━━━ INFORMATION GIVEN ━━━
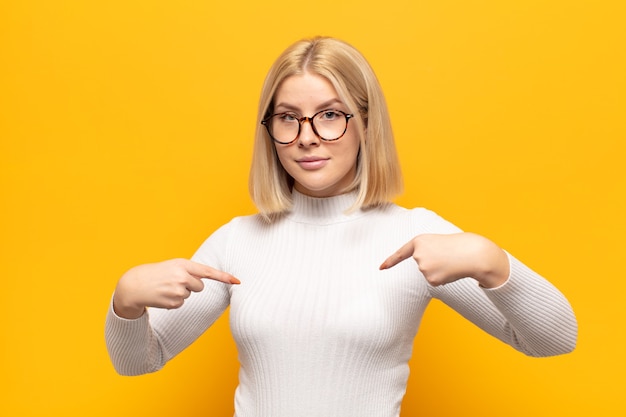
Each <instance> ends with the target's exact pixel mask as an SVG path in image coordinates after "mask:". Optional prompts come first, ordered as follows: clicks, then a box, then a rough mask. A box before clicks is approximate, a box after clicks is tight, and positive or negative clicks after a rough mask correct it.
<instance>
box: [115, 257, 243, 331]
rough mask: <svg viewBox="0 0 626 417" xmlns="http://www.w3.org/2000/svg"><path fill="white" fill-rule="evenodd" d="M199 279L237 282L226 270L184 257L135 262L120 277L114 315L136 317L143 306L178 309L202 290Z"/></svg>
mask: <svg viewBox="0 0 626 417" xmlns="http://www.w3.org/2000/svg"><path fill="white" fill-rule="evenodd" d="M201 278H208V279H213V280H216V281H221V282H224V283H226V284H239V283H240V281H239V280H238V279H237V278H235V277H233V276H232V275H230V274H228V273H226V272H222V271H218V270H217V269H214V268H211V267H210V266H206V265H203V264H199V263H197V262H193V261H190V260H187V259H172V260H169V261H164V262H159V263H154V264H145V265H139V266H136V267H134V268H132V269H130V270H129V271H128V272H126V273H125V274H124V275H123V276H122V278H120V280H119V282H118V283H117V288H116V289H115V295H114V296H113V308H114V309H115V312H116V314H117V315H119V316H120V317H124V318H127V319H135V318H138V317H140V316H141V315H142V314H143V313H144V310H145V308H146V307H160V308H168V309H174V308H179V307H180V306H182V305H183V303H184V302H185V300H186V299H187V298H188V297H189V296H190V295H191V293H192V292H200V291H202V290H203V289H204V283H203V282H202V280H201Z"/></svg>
━━━
## WHAT IS BEING ASKED
Output every entry above exactly, minus the pictures.

## TASK ANSWER
Each <instance> ends with the target's exact pixel mask as an SVG path in image coordinates after "mask:". Optional prompts come first, ordered as follows: clicks, then a box, then a rough mask. A box before clicks is approximate, a box after clicks is tight, and positive or negative clicks after a rough mask correct it.
<instance>
box: [115, 257, 243, 331]
rough mask: <svg viewBox="0 0 626 417" xmlns="http://www.w3.org/2000/svg"><path fill="white" fill-rule="evenodd" d="M199 279L237 282L226 270L184 257L135 262L120 277L114 315L136 317L143 306L178 309L202 290Z"/></svg>
mask: <svg viewBox="0 0 626 417" xmlns="http://www.w3.org/2000/svg"><path fill="white" fill-rule="evenodd" d="M201 278H208V279H213V280H216V281H221V282H224V283H226V284H239V283H240V281H239V280H238V279H237V278H235V277H233V276H232V275H230V274H228V273H226V272H222V271H218V270H217V269H214V268H211V267H210V266H206V265H203V264H199V263H197V262H193V261H190V260H187V259H172V260H169V261H164V262H159V263H154V264H145V265H139V266H136V267H134V268H132V269H130V270H129V271H128V272H126V273H125V274H124V275H123V276H122V278H120V280H119V282H118V283H117V288H116V289H115V295H114V296H113V308H114V309H115V312H116V314H117V315H119V316H120V317H124V318H127V319H135V318H138V317H140V316H141V315H142V314H143V313H144V310H145V308H146V307H160V308H168V309H174V308H179V307H180V306H182V305H183V303H184V302H185V300H186V299H187V298H188V297H189V296H190V295H191V293H192V292H200V291H202V290H203V289H204V283H203V282H202V280H201Z"/></svg>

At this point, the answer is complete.